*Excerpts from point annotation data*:
_ _ _ _ _ _ _
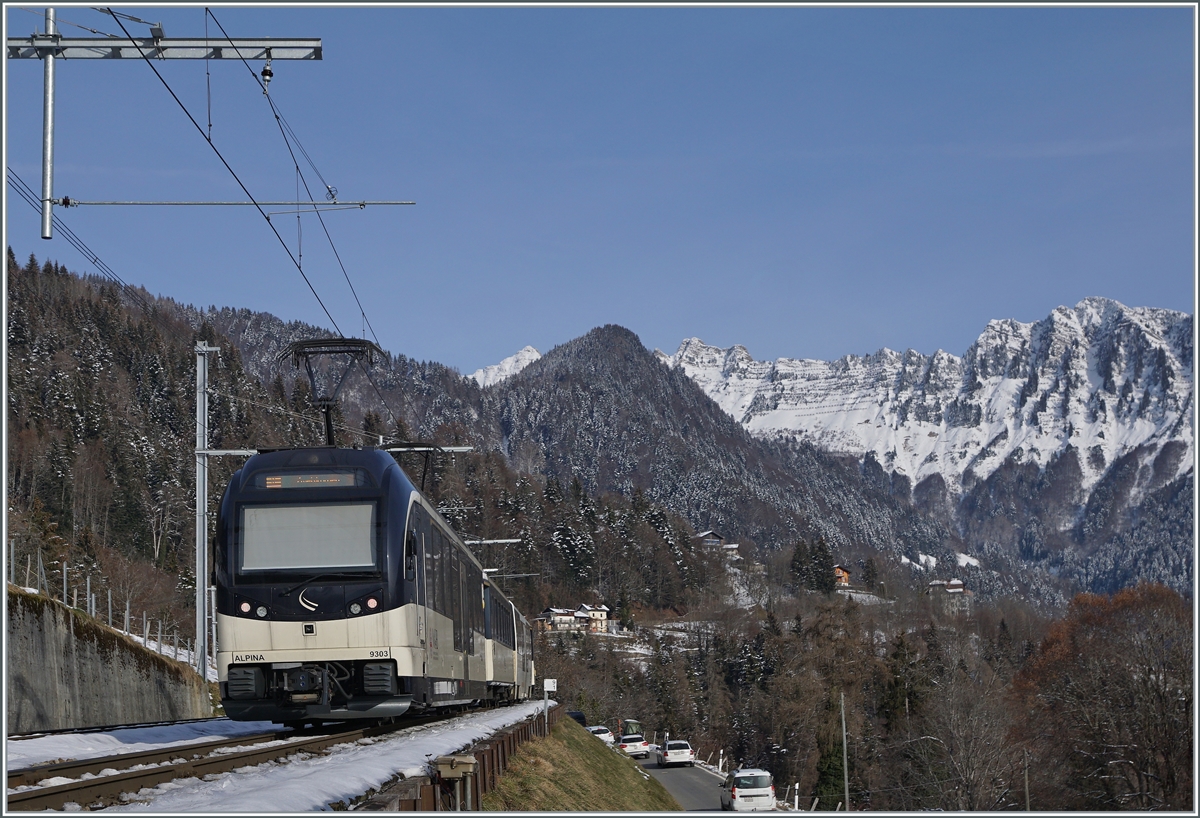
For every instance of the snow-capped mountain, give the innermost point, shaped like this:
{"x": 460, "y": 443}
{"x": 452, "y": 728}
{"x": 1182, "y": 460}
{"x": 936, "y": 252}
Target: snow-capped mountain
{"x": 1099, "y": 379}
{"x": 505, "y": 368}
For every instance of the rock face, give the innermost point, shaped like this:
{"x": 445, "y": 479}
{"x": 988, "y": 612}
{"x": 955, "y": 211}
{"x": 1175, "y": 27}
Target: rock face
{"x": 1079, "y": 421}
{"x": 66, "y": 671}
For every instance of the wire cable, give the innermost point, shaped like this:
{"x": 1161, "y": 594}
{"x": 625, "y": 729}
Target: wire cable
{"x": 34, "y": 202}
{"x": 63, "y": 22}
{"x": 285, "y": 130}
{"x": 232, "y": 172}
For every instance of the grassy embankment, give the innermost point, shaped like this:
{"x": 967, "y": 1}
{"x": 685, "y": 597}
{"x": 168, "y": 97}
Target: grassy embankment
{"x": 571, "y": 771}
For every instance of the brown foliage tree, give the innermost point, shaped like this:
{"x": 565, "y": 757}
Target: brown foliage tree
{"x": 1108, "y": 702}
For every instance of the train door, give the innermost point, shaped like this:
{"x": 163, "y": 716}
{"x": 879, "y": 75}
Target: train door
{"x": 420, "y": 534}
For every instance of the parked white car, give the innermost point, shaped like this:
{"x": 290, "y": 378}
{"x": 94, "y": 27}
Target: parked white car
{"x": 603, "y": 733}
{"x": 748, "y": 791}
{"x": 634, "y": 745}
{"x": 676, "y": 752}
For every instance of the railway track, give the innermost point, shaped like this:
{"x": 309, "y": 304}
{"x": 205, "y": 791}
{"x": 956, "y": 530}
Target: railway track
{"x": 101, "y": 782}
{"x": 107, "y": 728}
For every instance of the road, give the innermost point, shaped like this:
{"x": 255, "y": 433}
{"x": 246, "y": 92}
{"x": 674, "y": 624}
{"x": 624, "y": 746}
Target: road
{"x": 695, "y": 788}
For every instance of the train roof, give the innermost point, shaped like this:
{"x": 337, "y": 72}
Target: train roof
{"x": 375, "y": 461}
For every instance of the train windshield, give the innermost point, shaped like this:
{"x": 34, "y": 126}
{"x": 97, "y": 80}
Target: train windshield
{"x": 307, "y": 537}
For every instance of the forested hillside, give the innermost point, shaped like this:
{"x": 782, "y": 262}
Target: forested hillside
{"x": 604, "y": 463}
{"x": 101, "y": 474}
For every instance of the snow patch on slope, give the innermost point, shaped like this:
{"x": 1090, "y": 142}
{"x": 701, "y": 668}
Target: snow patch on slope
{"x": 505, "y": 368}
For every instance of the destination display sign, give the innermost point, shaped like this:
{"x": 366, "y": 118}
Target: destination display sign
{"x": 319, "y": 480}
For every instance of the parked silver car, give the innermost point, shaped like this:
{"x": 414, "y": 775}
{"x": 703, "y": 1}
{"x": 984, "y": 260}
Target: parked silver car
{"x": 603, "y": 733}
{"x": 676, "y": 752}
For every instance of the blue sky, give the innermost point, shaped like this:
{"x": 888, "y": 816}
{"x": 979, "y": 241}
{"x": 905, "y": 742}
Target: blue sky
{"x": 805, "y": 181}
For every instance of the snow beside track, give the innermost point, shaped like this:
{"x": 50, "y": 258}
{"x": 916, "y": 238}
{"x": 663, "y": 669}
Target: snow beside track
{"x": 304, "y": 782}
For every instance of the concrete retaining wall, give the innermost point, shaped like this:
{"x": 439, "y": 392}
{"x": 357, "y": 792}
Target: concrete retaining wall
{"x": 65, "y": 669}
_ _ _ _ _ _ _
*Task brief*: Repeat everything from the line containing "For every instance of the train windshield, give" down to the end of the entries, swapping "snow beside track" for "snow along track" and leaving the rest unchanged.

*Task solution*:
For every instance of the train windshield, give the innermost point, shaped like this:
{"x": 34, "y": 126}
{"x": 97, "y": 80}
Target: train windshield
{"x": 307, "y": 537}
For every instance of the forested hillside, give the innermost point, shaped like this:
{"x": 782, "y": 262}
Target: forested hillside
{"x": 604, "y": 463}
{"x": 101, "y": 474}
For every instance of the snow patch on slope, give the innermost point, shaped like this:
{"x": 1090, "y": 142}
{"x": 701, "y": 668}
Target: snow patch on slope
{"x": 505, "y": 368}
For every instance of the destination display sign, give the innermost point, shaped like this:
{"x": 366, "y": 118}
Target: destination display sign
{"x": 319, "y": 480}
For every instance of the parked silver car, give the innermost point, shaped like this:
{"x": 414, "y": 775}
{"x": 703, "y": 1}
{"x": 984, "y": 260}
Target: parked silver car
{"x": 603, "y": 733}
{"x": 676, "y": 752}
For every instance of the blue sky, give the innermost point, shaped like this:
{"x": 888, "y": 816}
{"x": 979, "y": 241}
{"x": 905, "y": 742}
Target: blue sky
{"x": 805, "y": 181}
For every instance of the snow along track, give the innermost point, shaped like this:
{"x": 50, "y": 258}
{"x": 916, "y": 238}
{"x": 663, "y": 669}
Target: snow along track
{"x": 304, "y": 782}
For every instance of the concrete retaining wall, give the innermost point, shaped like this:
{"x": 439, "y": 392}
{"x": 357, "y": 792}
Target: concrete retaining wall
{"x": 65, "y": 669}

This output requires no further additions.